WHAT YOU WILL DO: Rewrite each line of the listing below as an item in a numbered list, leaving out any blank lines.

DATASET CONTENT:

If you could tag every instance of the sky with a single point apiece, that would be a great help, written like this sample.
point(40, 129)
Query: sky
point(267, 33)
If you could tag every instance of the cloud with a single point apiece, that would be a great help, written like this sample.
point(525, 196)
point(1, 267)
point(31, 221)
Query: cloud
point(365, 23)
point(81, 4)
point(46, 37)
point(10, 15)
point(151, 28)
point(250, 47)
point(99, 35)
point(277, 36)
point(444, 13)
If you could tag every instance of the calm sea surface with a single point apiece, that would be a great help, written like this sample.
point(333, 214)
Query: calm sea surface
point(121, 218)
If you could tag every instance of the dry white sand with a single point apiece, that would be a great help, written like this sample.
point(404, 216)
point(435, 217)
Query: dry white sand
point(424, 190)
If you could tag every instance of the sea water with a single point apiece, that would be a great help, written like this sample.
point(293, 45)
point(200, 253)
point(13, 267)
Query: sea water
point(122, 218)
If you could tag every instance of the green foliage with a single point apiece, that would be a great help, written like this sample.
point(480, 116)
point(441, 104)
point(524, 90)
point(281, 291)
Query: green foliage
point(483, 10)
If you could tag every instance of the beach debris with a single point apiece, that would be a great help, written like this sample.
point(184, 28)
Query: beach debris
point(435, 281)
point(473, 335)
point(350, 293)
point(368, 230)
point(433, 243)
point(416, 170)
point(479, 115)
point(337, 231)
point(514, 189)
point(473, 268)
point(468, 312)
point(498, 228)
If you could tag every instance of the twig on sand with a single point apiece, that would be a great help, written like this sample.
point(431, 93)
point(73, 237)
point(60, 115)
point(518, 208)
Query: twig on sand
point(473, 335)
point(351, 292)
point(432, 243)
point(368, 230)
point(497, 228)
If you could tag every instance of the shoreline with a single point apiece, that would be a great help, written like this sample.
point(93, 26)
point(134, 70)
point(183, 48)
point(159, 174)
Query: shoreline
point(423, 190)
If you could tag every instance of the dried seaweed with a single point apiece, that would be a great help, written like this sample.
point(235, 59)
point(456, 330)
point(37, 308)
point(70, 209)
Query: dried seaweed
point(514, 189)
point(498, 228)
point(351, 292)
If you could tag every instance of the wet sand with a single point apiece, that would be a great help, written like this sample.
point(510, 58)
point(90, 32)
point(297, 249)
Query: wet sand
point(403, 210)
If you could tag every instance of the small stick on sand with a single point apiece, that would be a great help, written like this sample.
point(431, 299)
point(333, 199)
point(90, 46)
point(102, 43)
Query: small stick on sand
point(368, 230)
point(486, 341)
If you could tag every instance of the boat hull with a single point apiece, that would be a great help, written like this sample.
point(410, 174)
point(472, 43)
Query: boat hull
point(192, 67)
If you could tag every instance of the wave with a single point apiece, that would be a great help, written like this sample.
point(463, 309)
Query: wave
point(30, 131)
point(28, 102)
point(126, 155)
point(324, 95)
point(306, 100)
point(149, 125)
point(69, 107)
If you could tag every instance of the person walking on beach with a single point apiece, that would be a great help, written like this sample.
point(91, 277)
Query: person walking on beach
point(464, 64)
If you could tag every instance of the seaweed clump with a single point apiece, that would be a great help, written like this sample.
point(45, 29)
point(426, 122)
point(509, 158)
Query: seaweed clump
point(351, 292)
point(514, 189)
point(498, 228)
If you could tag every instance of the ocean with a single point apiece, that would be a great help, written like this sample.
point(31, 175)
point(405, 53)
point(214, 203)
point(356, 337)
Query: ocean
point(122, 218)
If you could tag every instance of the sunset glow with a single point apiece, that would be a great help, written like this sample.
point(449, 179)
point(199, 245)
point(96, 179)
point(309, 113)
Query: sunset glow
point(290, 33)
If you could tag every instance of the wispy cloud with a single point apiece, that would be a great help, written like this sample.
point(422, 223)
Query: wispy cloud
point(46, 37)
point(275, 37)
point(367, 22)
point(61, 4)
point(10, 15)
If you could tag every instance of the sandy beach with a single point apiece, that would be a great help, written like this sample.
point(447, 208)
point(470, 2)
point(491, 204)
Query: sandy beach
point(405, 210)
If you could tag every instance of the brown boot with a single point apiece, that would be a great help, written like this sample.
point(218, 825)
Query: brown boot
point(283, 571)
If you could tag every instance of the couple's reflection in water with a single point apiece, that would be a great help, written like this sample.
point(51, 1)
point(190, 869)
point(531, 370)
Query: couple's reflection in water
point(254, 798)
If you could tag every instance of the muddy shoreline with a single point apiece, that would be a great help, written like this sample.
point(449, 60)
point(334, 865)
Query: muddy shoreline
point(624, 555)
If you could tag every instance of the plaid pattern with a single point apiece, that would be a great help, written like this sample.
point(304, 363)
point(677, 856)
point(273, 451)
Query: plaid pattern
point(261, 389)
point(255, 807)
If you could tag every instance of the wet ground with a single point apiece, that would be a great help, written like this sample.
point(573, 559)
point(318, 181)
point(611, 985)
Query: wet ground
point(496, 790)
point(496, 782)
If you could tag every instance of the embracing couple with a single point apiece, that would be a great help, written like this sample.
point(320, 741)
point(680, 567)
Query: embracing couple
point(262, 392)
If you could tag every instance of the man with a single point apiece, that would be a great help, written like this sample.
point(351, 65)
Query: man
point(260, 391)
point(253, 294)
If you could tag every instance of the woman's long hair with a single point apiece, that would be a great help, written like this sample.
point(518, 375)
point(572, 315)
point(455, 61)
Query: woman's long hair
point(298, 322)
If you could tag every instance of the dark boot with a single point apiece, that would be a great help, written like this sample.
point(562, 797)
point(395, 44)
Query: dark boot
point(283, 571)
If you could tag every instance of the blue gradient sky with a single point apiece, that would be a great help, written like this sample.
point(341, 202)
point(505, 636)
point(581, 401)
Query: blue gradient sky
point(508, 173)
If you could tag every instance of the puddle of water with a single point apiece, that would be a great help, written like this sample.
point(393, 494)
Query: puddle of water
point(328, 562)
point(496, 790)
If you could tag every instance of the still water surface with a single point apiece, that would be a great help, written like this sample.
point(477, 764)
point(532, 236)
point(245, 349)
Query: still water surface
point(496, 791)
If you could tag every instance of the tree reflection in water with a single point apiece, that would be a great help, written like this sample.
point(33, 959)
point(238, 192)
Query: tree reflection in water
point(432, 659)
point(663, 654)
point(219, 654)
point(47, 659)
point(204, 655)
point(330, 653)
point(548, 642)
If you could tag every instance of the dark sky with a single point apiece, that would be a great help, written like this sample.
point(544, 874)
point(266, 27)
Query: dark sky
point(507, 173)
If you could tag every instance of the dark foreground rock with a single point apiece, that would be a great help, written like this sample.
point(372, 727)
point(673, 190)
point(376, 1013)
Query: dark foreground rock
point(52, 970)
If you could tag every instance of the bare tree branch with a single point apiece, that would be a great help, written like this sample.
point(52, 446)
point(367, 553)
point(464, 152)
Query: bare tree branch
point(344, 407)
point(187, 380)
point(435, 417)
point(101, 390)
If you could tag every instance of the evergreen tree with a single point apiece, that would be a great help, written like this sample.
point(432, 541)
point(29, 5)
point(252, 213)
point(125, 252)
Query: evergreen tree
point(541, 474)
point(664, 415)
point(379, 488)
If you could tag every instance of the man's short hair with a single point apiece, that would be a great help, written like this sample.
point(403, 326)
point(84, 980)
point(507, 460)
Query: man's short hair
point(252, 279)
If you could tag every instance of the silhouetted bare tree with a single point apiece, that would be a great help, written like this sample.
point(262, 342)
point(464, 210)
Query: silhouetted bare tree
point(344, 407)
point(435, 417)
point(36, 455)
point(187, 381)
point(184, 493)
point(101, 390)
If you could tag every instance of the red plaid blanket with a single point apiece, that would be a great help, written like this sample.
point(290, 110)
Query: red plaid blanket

EXERCISE RESULT:
1. If you could tag every instance of the sky with a single point apiece, that would be a great help, written like this sample.
2. point(40, 129)
3. Query: sky
4. point(267, 33)
5. If you could tag every instance of the cloud with a single point apiece, that would be a great help, written like this sample.
6. point(525, 196)
7. point(1, 267)
8. point(31, 221)
9. Query: cloud
10. point(365, 23)
11. point(81, 4)
12. point(46, 37)
13. point(10, 15)
14. point(151, 28)
15. point(250, 47)
16. point(99, 35)
17. point(277, 36)
18. point(444, 13)
19. If you could tag every instance of the calm sea surface with a single point apiece, that would be a great help, written like this sample.
20. point(333, 214)
21. Query: calm sea surface
22. point(121, 218)
23. If you could tag every instance of the dry white sand with a single point apiece, that would be a great help, written like this sample.
24. point(404, 216)
25. point(435, 217)
26. Query: dry white sand
27. point(424, 190)
28. If you could tag every instance of the sea water with a single point apiece, that would be a great help, written like this sample.
29. point(293, 45)
30. point(200, 253)
31. point(13, 267)
32. Query: sea water
33. point(122, 218)
34. If you could tag every instance of the green foliage with a single point apiece, that would be a great help, written like this sample.
35. point(480, 116)
36. point(441, 104)
37. point(524, 90)
38. point(281, 291)
39. Query: green foliage
40. point(483, 10)
41. If you could tag every instance of the beach debris with a single point apiece, that would be a great help, written like this sample.
42. point(184, 28)
43. Query: beach debris
44. point(435, 281)
45. point(473, 335)
46. point(350, 293)
47. point(368, 230)
48. point(433, 243)
49. point(416, 170)
50. point(479, 115)
51. point(337, 231)
52. point(514, 189)
53. point(473, 268)
54. point(468, 312)
55. point(498, 228)
56. If you could tag every instance of the twig on sand with a single point apiece, that would be a great help, written like this sample.
57. point(431, 93)
58. point(73, 237)
59. point(60, 115)
60. point(518, 208)
61. Query: twig on sand
62. point(473, 335)
63. point(351, 292)
64. point(432, 243)
65. point(368, 230)
66. point(497, 228)
67. If you could tag every instance of the shoreline with a single point apiece, that would be a great help, written like this sample.
68. point(93, 26)
69. point(134, 70)
70. point(183, 48)
71. point(159, 174)
72. Query: shoreline
73. point(423, 190)
74. If you could tag every instance of the dried seaweed with a single point apiece, that would be a great help, written like this sample.
75. point(235, 59)
76. point(456, 330)
77. point(37, 308)
78. point(70, 209)
79. Query: dried seaweed
80. point(514, 189)
81. point(498, 228)
82. point(351, 292)
83. If you could tag every instance of the wet sand with a single point apiece, that would be a great help, written like this sample.
84. point(510, 58)
85. point(90, 32)
86. point(297, 249)
87. Query: wet sand
88. point(403, 210)
89. If you could tag every instance of the small stick on sand with a single point apiece, that would be a great help, written like this sample.
90. point(431, 299)
91. point(333, 199)
92. point(90, 46)
93. point(102, 43)
94. Query: small stick on sand
95. point(368, 230)
96. point(486, 341)
97. If you could tag every instance of the boat hull with a single point apiece, that would be a great help, written like this sample.
98. point(410, 174)
99. point(472, 43)
100. Query: boat hull
101. point(192, 67)
102. If you could tag every instance of the wave with a single point apiece, that would be a great help, written like this sample.
103. point(463, 309)
104. Query: wave
105. point(30, 131)
106. point(28, 102)
107. point(126, 155)
108. point(324, 95)
109. point(306, 100)
110. point(149, 125)
111. point(69, 107)
112. If you could tag every instance of the person walking on beach with a single point apiece, that would be a great help, written like this sample.
113. point(91, 277)
114. Query: person walking on beach
115. point(464, 64)
116. If you could tag every instance of the seaweed clump with a single point apiece, that would be a great help, written like this sample.
117. point(45, 29)
118. point(426, 122)
119. point(509, 158)
120. Query: seaweed clump
121. point(351, 292)
122. point(514, 189)
123. point(498, 228)
124. If you could tag every instance of the ocean with a single point apiece, that would be a great help, written like this sample.
125. point(31, 175)
126. point(405, 53)
127. point(214, 203)
128. point(356, 337)
129. Query: ocean
130. point(122, 218)
131. If you could tag every instance of the sunset glow with a single point apiece, that would be a great help, written like this sample.
132. point(449, 179)
133. point(199, 245)
134. point(96, 179)
135. point(309, 113)
136. Query: sunset glow
137. point(290, 33)
138. If you could tag every instance of the wispy cloud with a single point apiece, that would be a great help, written like this sample.
139. point(422, 223)
140. Query: wispy cloud
141. point(46, 37)
142. point(275, 37)
143. point(367, 22)
144. point(61, 4)
145. point(10, 15)
146. If you could tag every instance of the sandy beach with a single point apiece, that would be a great help, written like this sample.
147. point(447, 208)
148. point(470, 2)
149. point(491, 204)
150. Query: sandy beach
151. point(405, 210)
152. If you could tag every instance of the brown boot with a single point apiece, that would be a great help, written like this sample.
153. point(218, 825)
154. Query: brown boot
155. point(283, 571)
156. If you could tag every instance of the couple's reflection in water with a single point apiece, that would be a great help, written like this sample.
157. point(51, 1)
158. point(190, 869)
159. point(531, 370)
160. Query: couple's reflection in water
161. point(254, 798)
162. If you could tag every instance of the muddy shoreline with a single point apiece, that would be a great help, written like this sample.
163. point(449, 60)
164. point(334, 865)
165. Query: muddy shoreline
166. point(624, 555)
167. If you could tag every instance of the plaid pattern with a single point apiece, that would be a great help, written like this sample.
168. point(304, 363)
169. point(677, 856)
170. point(273, 451)
171. Query: plaid pattern
172. point(261, 389)
173. point(255, 807)
174. If you could tag every instance of the wet ground with a single point apiece, that would be a great help, written like this sample.
175. point(573, 559)
176. point(318, 181)
177. point(611, 985)
178. Query: wet ground
179. point(496, 790)
180. point(496, 782)
181. If you could tag every instance of the embracing couple with a single point apiece, that would be a great help, written like this sample.
182. point(320, 741)
183. point(680, 567)
184. Query: embracing couple
185. point(262, 392)
186. If you could tag every instance of the man with a single point apiece, that would be a great help, written like this sample.
187. point(351, 65)
188. Query: man
189. point(260, 391)
190. point(253, 294)
191. If you could tag every instance of the woman's long hair with a single point apiece, that would be a great help, written like this sample.
192. point(518, 375)
193. point(572, 315)
194. point(455, 61)
195. Query: woman's long hair
196. point(298, 322)
197. If you could tag every instance of the dark boot with a single point apiece, that would be a great help, written like this sample.
198. point(562, 797)
199. point(395, 44)
200. Query: dark boot
201. point(283, 571)
202. If you could tag every instance of the blue gradient sky with a single point apiece, that would be a great help, written like this sample.
203. point(341, 202)
204. point(505, 636)
205. point(581, 401)
206. Query: blue gradient sky
207. point(508, 173)
208. If you could tag every instance of the puddle of water with a single point apiece, that would be a great help, written like this sample.
209. point(393, 494)
210. Query: puddle of water
211. point(328, 562)
212. point(496, 790)
213. If you could tag every instance of the still water surface with a single point apiece, that would be a great help, written like this sample.
214. point(477, 764)
215. point(532, 236)
216. point(245, 349)
217. Query: still water surface
218. point(496, 791)
219. If you could tag every instance of the tree reflection in water with a single point apiece, that would be a great help, written like this sample.
220. point(33, 959)
221. point(238, 192)
222. Query: tree reflection in water
223. point(432, 659)
224. point(663, 654)
225. point(219, 654)
226. point(47, 659)
227. point(204, 655)
228. point(330, 653)
229. point(548, 642)
230. If you could tag every instance of the dark sky with a single point apiece, that would be a great help, written like this sample.
231. point(544, 874)
232. point(266, 27)
233. Query: dark sky
234. point(507, 173)
235. If you could tag every instance of the dark foreground rock with a single point apiece, that would be a great help, written like this sample.
236. point(372, 727)
237. point(673, 190)
238. point(376, 1013)
239. Query: dark foreground rock
240. point(52, 970)
241. If you could tag every instance of the bare tree branch with a single point apiece, that would be a great help, written like this sample.
242. point(52, 446)
243. point(367, 553)
244. point(464, 152)
245. Query: bare tree branch
246. point(344, 407)
247. point(187, 380)
248. point(435, 417)
249. point(101, 390)
250. If you could tag every instance of the evergreen tree with a single point apiece, that would be a great help, written like this sample.
251. point(432, 541)
252. point(29, 5)
253. point(252, 213)
254. point(125, 252)
255. Query: evergreen tree
256. point(541, 474)
257. point(664, 415)
258. point(379, 488)
259. If you could tag every instance of the man's short hair with a single point apiece, that would be a great help, written like this sample.
260. point(403, 326)
261. point(84, 980)
262. point(507, 460)
263. Query: man's short hair
264. point(252, 279)
265. If you could tag every instance of the silhouetted bare tree with a single point apiece, that would be a great help, written like this sample.
266. point(262, 342)
267. point(464, 210)
268. Query: silhouetted bare tree
269. point(344, 407)
270. point(435, 417)
271. point(36, 455)
272. point(187, 381)
273. point(184, 493)
274. point(101, 390)
275. If you could tag every instance of the red plaid blanket with a single point apiece, that would be a great help, written like this sample.
276. point(290, 110)
277. Query: red plaid blanket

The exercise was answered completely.